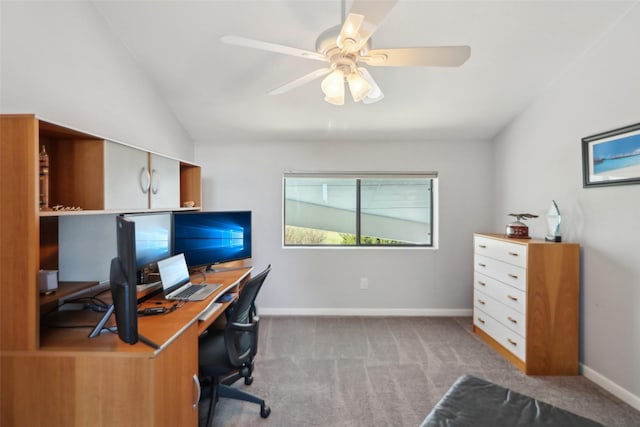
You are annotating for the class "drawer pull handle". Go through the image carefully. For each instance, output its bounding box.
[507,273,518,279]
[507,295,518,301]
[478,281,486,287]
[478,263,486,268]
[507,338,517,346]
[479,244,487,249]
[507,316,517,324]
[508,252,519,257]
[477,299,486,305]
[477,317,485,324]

What the task asks :: Would you set down every line of the data above exactly, skipping the pictures?

Written solution ::
You are annotating for the class "drawer pull handle". Go through the image carefully. For each instance, output its bounding box.
[507,273,518,279]
[507,295,518,301]
[478,281,486,287]
[478,263,486,268]
[507,338,517,346]
[479,244,487,249]
[507,316,517,324]
[508,252,519,257]
[477,299,486,305]
[477,317,485,324]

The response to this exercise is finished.